Vue d'ensemble du processus de traitement des plaintes du public
La responsabilité du système de traitement des plaintes du public relatives à la GRC est partagée entre la CCETP et la GRC. La GRC est mobilisée à la fois à l'échelle nationale et à l'échelle des divisions.
Mobilisation à l'échelle nationale de la GRC
La Direction nationale des plaintes du public (DNPP) de la GRC :
- est responsable de la politique et de la formation nationales relativement au processus de traitement des plaintes du public;
- présente une orientation aux groupes de la responsabilité professionnelle des divisions et aux dirigeants des Relations employeur‑employés (DREE);
- effectue un suivi des enquêtes sur les plaintes du public menées par toutes les divisionsNote de bas de page 5.
Mobilisation à l'échelle des divisions de la GRC
Toutes les divisions de la GRC suivent la même approche générale. Chaque division dispose toutefois d'une certaine latitude dans la façon dont elle gère le processus de traitement des plaintes du public dans sa province ou son territoire.
Nunavut
La Division « V » attribue les responsabilités en matière d'enquête sur les plaintes du public de la manière suivante :
Responsabilité | Rôle |
---|---|
Superviser le processus de traitement des plaintes du public au sein de la division |
Officier divisionnaire responsable de l'administration et du personnel |
Coopérer avec la DNPP |
DREE |
Rédiger et signer le rapport final qui explique les résultats de l'enquête |
Sous‑officier‑conseiller de district ou chef de détachement |
Ce que la CCETP a examiné
Documents et dossiers
- Ensemble des dossiers de plainte du public au sein de la Division « V » pendant la période d'examen (du 1er avril 2018 au 31 mars 2022)

SÉRIE D'EXERCICES:
• A. D'après le document, quelle période l'examen couvre-t-il ?
• B. Extrayez du document, mot pour mot, le passage allant de « Mobilisation à l'échelle nationale » à « bas de page 5. ».
La liste ne joue aucun rôle dans cet exercice.

JEU DE DONNÉES:

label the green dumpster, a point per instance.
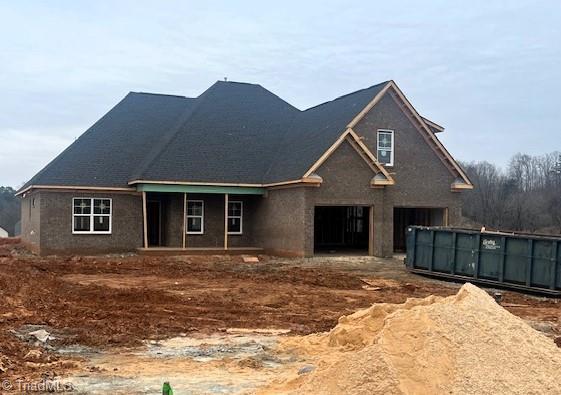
(509, 260)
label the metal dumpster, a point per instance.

CORRIGÉ DÉTAILLÉ:
• A. Du 1er avril 2018 au 31 mars 2022.

• B.
Mobilisation à l'échelle nationale de la GRC
La Direction nationale des plaintes du public (DNPP) de la GRC :
- est responsable de la politique et de la formation nationales relativement au processus de traitement des plaintes du public;
- présente une orientation aux groupes de la responsabilité professionnelle des divisions et aux dirigeants des Relations employeur‑employés (DREE);
- effectue un suivi des enquêtes sur les plaintes du public menées par toutes les divisionsNote de bas de page 5.